Thursday, September 29, 2016

Two greats



(originally published in The Outreach Connection in September 2003)

Compared to a lot of movie reviewers, I think I spend relatively little time writing about actors. For sure, there are exceptions – you can’t review About Schmidt without writing at length about Jack Nicholson. But I used up my word quota on Spider without saying a word about Ralph Fiennes, and I don’t think many reviewers did that. So today, to remedy the balance a bit, let’s just chew the fat about two of the greats.

When I was getting excited about movies in the early 80s, two actors seemed preeminent: Al Pacino and Robert De Niro. Both were still in their first decade of stardom; they were smoldering and reclusive and unknowable and they made movies sparingly, so that fans suffered a long frustrating wait between projects. They were clearly mature actors who made hard-edged adult projects – if you were under 18, you were probably sneaking into the theaters.

Ups and downs

De Niro worked mainly with Martin Scorsese and was already legendary for his preparation – particularly how he gorged himself to play the fat Jake LaMotta in Raging Bull. He was regarded as an insolent chameleon, although people tended to overlook how he was already relying on certain mannerisms. Pacino seemed somehow more wounded and less molded – his characters were usually essentially tragic, and with the failed Bobby Deerfield he’d shown a rather bleak romantic streak. Whereas De Niro’s absences from the screen seemed attributable to deliberation, Pacino’s were rooted more in a kind of desperation.

Thirty-year careers obviously have their ups and downs, and when I was first focusing in, both stars’ status seemed in some danger of eroding. Pacino seemed unsure of his direction – Author Author, Scarface, Revolution – and then entered a four year silence. De Niro’s films were usually commercial failures despite their critical standing, and with his cameos in Angel Heart and The Untouchables he seemed to be slipping into smaller roles.

In 1998 De Niro made Midnight Run, at the time a remarkably straightforward film for him. I thought he was amazing in it – every gesture, every expression was perfectly calibrated, creating a complex character who was also utterly stylized. I went four times at least, and watched it subsequently as many times on video (when you’re young, you tend to overreact to certain things). I saw the movie again last year and I still think it’s a kind of masterpiece – a film with a unique worldview both whimsically abstract and wearily abrasive. And De Niro is amazing in it.

# # # # #

## Written problem 1
From the essay on Al Pacino and Robert De Niro, render this sentence in Spanish: "They were clearly mature actors who made hard-edged adult projects – if you were under 18, you were probably sneaking into the theaters."
## Written problem 2
Extend the essay on Al Pacino and Robert De Niro with a few more paragraphs, picking up right after its final sentence.
The data after this point is separate from the essay on Al Pacino and Robert De Niro.

## Provided data
# # # # #

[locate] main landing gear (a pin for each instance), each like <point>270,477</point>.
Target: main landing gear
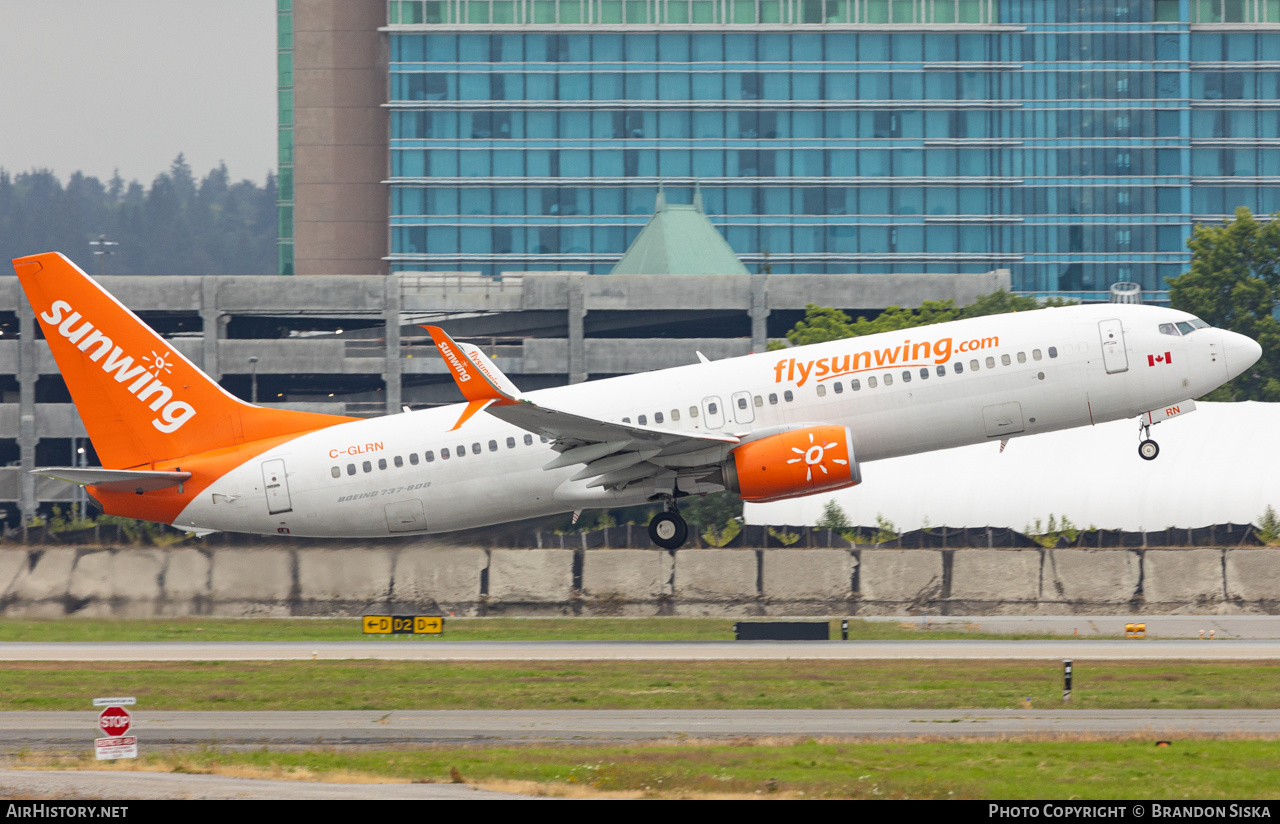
<point>667,529</point>
<point>1147,448</point>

# # # # #

## Exercise result 1
Eran claramente actores maduros que hacían proyectos adultos y de tono duro: si tenías menos de 18 años, probablemente te colabas en los cines.

## Exercise result 2
De Niro then started to make movies at an unprecedented pace, including numerous projects (Stanley and Iris, Jacknife, We’re no Angels) that surely wouldn’t have made the cut for him a few years earlier. Meanwhile, Pacino returned with Sea of Love. I still remember how excited I was about that. The movie was pretty straightforward material, but Pacino was completely magnetic in it – transforming entire scenes with his inventive, laconic charisma. Apparently reenergized, he quickly followed up with another Godfather film, a goofy cameo in Dick Tracy and, within a few years, an Oscar for Scent of a Woman (De Niro already had two, for The Godfather Part Two and Raging Bull).

The mellow years

Some time after that, I failed to hang on their careers with the same zeal. They both started to make the odd film I considered missable. Including projects yet to be released, the Internet Movie Database lists 12 films for De Niro from 2000 onwards, and 7 for Pacino. That’s the kind of pace associated with work horses rather than Method geniuses. With his hit comedies Analyze This and Meet the Parents, De Niro scored his greatest commercial successes ever. And people started to discern a pattern in Pacino’s career where he played the charismatic mentor to younger men in indifferent films – Johnny Depp in Donnie Brasco, Colin Farrell in The Recruit, Keanu Reeves in The Devil’s Advocate.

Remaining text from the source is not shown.